#### EXERCISE REQUIREMENTS:
The following data has a line with "# a sample answer" and a line with "MULTIPOLYGON (((678 346, 593". Write out exactly those lines and all the lines between them.

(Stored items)
"""

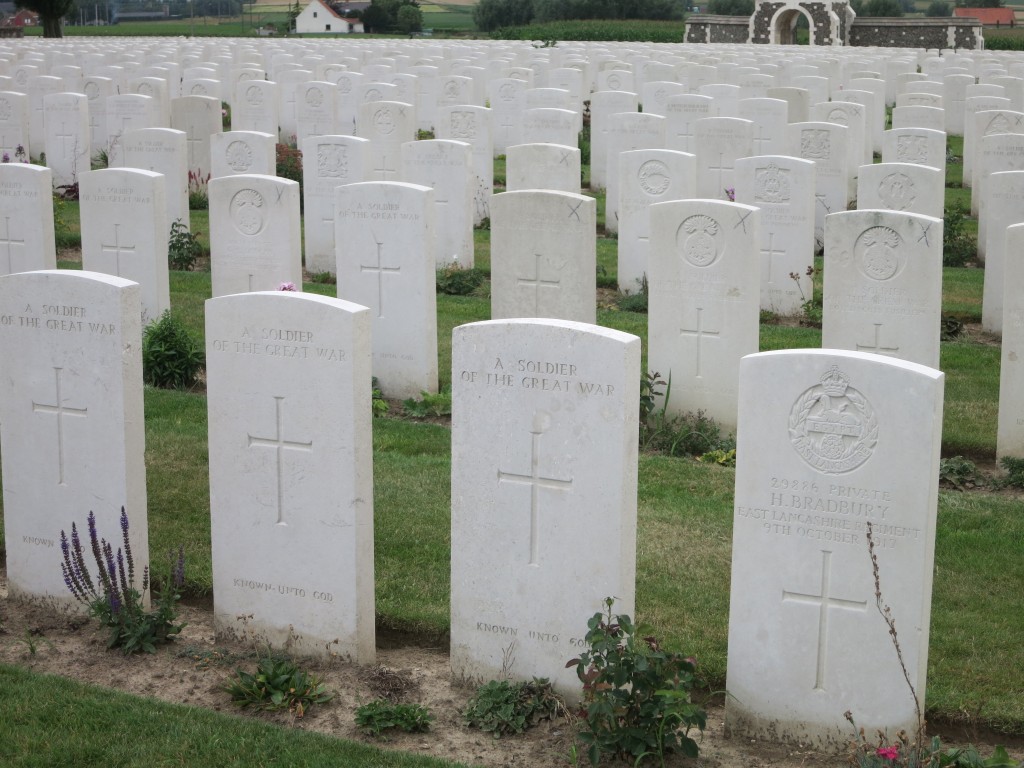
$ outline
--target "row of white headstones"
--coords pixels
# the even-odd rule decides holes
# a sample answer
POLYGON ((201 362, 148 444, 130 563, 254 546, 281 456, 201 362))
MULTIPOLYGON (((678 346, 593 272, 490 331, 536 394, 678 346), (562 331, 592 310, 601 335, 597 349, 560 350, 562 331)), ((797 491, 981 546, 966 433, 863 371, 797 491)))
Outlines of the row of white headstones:
MULTIPOLYGON (((799 94, 777 95, 800 101, 799 94)), ((864 111, 874 108, 869 103, 864 111)), ((409 119, 403 110, 411 106, 364 108, 369 125, 391 126, 392 132, 409 119)), ((853 114, 852 108, 843 111, 853 114)), ((459 112, 480 114, 468 107, 459 112)), ((467 117, 458 119, 467 124, 467 117)), ((594 119, 600 123, 597 112, 594 119)), ((893 211, 836 213, 825 220, 823 234, 829 262, 826 313, 836 318, 826 325, 824 345, 868 348, 911 360, 920 356, 917 362, 931 368, 835 350, 743 357, 757 349, 762 287, 757 278, 763 257, 771 259, 775 249, 782 250, 773 241, 773 236, 782 239, 782 230, 772 223, 804 225, 796 248, 801 265, 810 263, 810 211, 815 193, 820 194, 814 170, 832 156, 848 157, 849 150, 832 149, 846 129, 831 123, 804 125, 795 143, 801 151, 806 147, 818 165, 786 155, 749 158, 744 180, 744 161, 727 168, 723 147, 749 147, 753 127, 716 125, 715 120, 736 118, 705 123, 721 129, 697 142, 695 153, 646 150, 662 154, 636 156, 635 173, 623 171, 619 178, 623 188, 635 178, 649 203, 674 200, 649 214, 651 367, 663 355, 661 368, 678 373, 673 398, 685 401, 686 410, 699 407, 702 396, 719 402, 716 395, 725 394, 731 404, 722 409, 722 421, 739 424, 728 683, 736 700, 730 703, 730 728, 827 745, 843 740, 841 713, 851 709, 865 713, 859 720, 869 728, 909 729, 913 702, 894 682, 901 675, 886 627, 868 610, 874 586, 865 534, 870 521, 883 571, 901 584, 890 603, 898 616, 910 617, 907 665, 923 700, 942 410, 942 375, 932 370, 938 362, 941 222, 893 211), (715 138, 721 144, 703 152, 701 160, 702 148, 715 138), (728 185, 724 174, 735 170, 740 203, 685 199, 698 194, 686 190, 698 189, 702 165, 704 177, 713 179, 707 197, 721 197, 728 185), (683 170, 677 173, 677 167, 683 170), (900 336, 883 337, 883 323, 886 333, 900 336), (851 327, 854 341, 836 335, 851 327), (666 351, 656 350, 659 345, 666 351), (726 349, 713 357, 715 350, 726 349), (719 373, 721 381, 714 378, 719 373), (690 394, 684 394, 686 389, 690 394), (907 395, 893 398, 892 392, 907 395), (777 609, 766 610, 776 600, 777 609)), ((616 121, 623 134, 639 133, 630 127, 637 118, 609 118, 609 124, 616 121)), ((485 123, 474 118, 474 125, 485 123)), ((768 121, 758 126, 762 123, 768 121)), ((594 127, 596 141, 601 134, 594 127)), ((396 133, 403 143, 408 138, 405 129, 396 133)), ((367 151, 379 138, 370 139, 367 151)), ((923 134, 904 146, 920 153, 929 138, 923 134)), ((306 155, 317 158, 318 168, 338 168, 338 153, 321 153, 329 142, 316 141, 316 151, 306 155)), ((356 165, 350 158, 359 157, 360 149, 351 148, 357 147, 351 139, 345 146, 340 165, 356 165)), ((566 146, 556 151, 566 150, 570 155, 575 151, 566 146)), ((462 152, 440 146, 435 151, 462 152)), ((615 157, 610 152, 597 155, 615 157)), ((735 157, 749 154, 745 149, 735 157)), ((385 161, 380 167, 387 168, 386 156, 379 159, 385 161)), ((606 170, 611 165, 606 163, 606 170)), ((927 176, 919 182, 902 169, 889 174, 895 171, 914 188, 934 184, 927 176)), ((324 175, 329 179, 325 186, 333 191, 339 176, 324 175)), ((998 174, 1003 175, 1012 184, 1022 174, 998 174)), ((908 195, 905 181, 887 178, 878 187, 880 194, 889 190, 889 201, 919 194, 908 195)), ((92 182, 83 174, 83 251, 86 221, 117 224, 115 258, 122 249, 118 228, 130 226, 126 208, 110 212, 95 206, 134 203, 134 216, 141 219, 140 207, 159 197, 123 179, 101 175, 90 191, 92 182)), ((153 189, 160 186, 155 178, 154 184, 153 189)), ((310 186, 307 180, 307 190, 310 186)), ((433 193, 409 184, 356 185, 337 193, 352 195, 332 216, 339 243, 339 296, 368 307, 363 309, 306 295, 224 295, 276 287, 282 278, 299 282, 297 188, 253 175, 211 184, 211 229, 223 226, 212 233, 218 298, 207 311, 211 515, 221 632, 231 631, 237 614, 254 613, 272 642, 283 643, 292 625, 306 652, 330 648, 360 661, 372 659, 369 377, 383 372, 386 361, 398 364, 414 354, 406 347, 380 346, 379 339, 388 335, 381 321, 394 317, 386 306, 402 308, 397 313, 400 334, 411 336, 410 328, 434 322, 433 304, 424 311, 412 298, 419 294, 429 302, 433 297, 435 262, 426 243, 430 220, 440 218, 435 210, 440 181, 428 186, 433 193), (273 216, 275 206, 284 216, 273 216), (261 268, 276 269, 285 261, 275 257, 278 253, 287 254, 290 271, 265 276, 261 268), (399 261, 404 253, 411 257, 408 263, 399 261), (356 257, 349 259, 349 274, 341 254, 356 257), (393 254, 395 261, 385 263, 385 254, 393 254), (240 269, 222 271, 232 259, 240 269), (423 279, 397 297, 388 293, 386 305, 385 277, 397 281, 403 269, 423 279), (226 274, 232 282, 220 290, 226 274), (257 275, 265 282, 254 282, 257 275), (364 294, 344 292, 360 284, 368 289, 364 294), (239 546, 240 535, 251 548, 239 546), (338 557, 339 545, 345 557, 338 557), (282 547, 308 553, 305 572, 291 563, 287 572, 275 572, 268 553, 282 547), (250 550, 258 554, 243 561, 250 550)), ((838 207, 845 208, 848 182, 839 189, 846 199, 838 207)), ((1021 237, 1021 228, 1005 229, 1019 208, 1013 204, 1021 199, 1018 190, 1008 186, 1004 197, 992 195, 993 201, 1008 200, 996 226, 1011 238, 1021 237)), ((48 190, 43 197, 48 200, 48 190)), ((623 228, 626 208, 621 205, 623 228)), ((572 322, 592 322, 594 316, 593 201, 573 192, 523 191, 496 196, 490 213, 492 317, 499 319, 457 329, 453 343, 453 669, 488 677, 511 664, 517 676, 554 677, 578 695, 571 673, 560 670, 578 653, 586 616, 607 595, 618 596, 625 612, 634 608, 639 341, 572 322), (539 303, 556 294, 557 301, 539 303), (500 308, 509 296, 510 314, 500 308), (572 314, 576 307, 588 314, 572 314), (524 314, 566 320, 500 319, 524 314), (584 498, 588 495, 594 498, 584 498), (580 531, 586 531, 585 540, 580 531), (495 548, 495 540, 518 546, 495 548), (569 546, 579 555, 565 557, 569 546), (509 584, 516 588, 509 590, 509 584)), ((16 242, 10 224, 8 218, 9 253, 16 242)), ((100 251, 110 251, 109 240, 104 238, 100 251)), ((156 251, 159 245, 132 247, 156 251)), ((1007 273, 1005 279, 1019 285, 1021 278, 1007 273)), ((146 281, 140 282, 145 291, 146 281)), ((9 575, 16 593, 62 592, 56 574, 40 567, 45 559, 39 549, 54 547, 53 531, 81 516, 82 498, 111 500, 104 505, 108 517, 101 515, 107 530, 113 530, 120 504, 127 503, 134 510, 136 551, 145 551, 145 518, 138 517, 145 509, 135 359, 144 302, 138 291, 118 278, 52 273, 8 277, 0 287, 0 343, 8 345, 11 354, 4 359, 18 372, 9 377, 14 389, 4 393, 0 406, 2 439, 4 445, 32 446, 25 458, 10 459, 23 464, 12 467, 10 451, 4 457, 9 575), (111 381, 114 375, 118 382, 111 381), (102 397, 90 391, 100 386, 102 397), (123 397, 112 398, 110 393, 119 390, 123 397), (56 427, 41 432, 40 420, 49 417, 56 427), (94 426, 112 433, 84 431, 94 426), (65 444, 103 445, 109 452, 100 458, 84 456, 65 444), (101 459, 114 466, 99 466, 101 459), (55 466, 56 483, 45 476, 55 466), (25 478, 21 486, 12 480, 10 501, 8 477, 25 478), (107 485, 85 487, 94 480, 107 485), (31 512, 19 512, 19 503, 31 512), (38 509, 53 509, 54 518, 43 520, 38 509), (43 592, 33 588, 36 578, 44 583, 43 592)), ((436 337, 434 344, 426 357, 435 361, 436 387, 436 337)), ((1004 351, 1008 344, 1004 338, 1004 351)), ((1004 375, 1007 369, 1004 365, 1004 375)), ((386 380, 389 374, 383 376, 386 380)), ((397 382, 399 377, 391 378, 397 382)))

"""

#### ANSWER TO THIS EXERCISE:
# a sample answer
POLYGON ((201 362, 148 444, 130 563, 254 546, 281 456, 201 362))
MULTIPOLYGON (((678 346, 593 272, 490 331, 536 394, 678 346), (562 331, 592 310, 601 335, 597 349, 560 350, 562 331)), ((797 491, 981 546, 966 433, 863 371, 797 491)))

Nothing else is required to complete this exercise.